┌─ Extract

So as with any expansion – including our Solidarity Soccer initiative – you have to avoid doing an infamous Starbucks error and see demand so chase it to the point of over-stretching yourself and risking “corporate cannibalization” – a business phenomenon where you offer so many options that each subtract from one another and put a drain on resources. You have to be careful to keep strong what you have and not dilute anything. Such dilution can come in the form of financial dilution, or the dilution of the activity so it risks going off-mission. With Solidarity Soccer, we’ve spotted the warning signs and made sure to emphasise quality over quantity, which might mean fewer sessions or a renewed dedication to an inclusive environment for beginners, where 11-a-side players instead heighten their role as ambassadors (some of the very best 11-a-side players came through our Solidarity Soccer initiative, so still love it!)

└─
┌─ Data block

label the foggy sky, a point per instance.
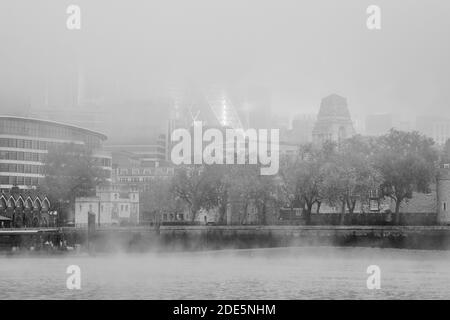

└─

# To be done
In the passage on expanding Solidarity Soccer, what two forms of dilution are named?

# Complete output
Financial dilution, and dilution of the activity so that it risks going off-mission.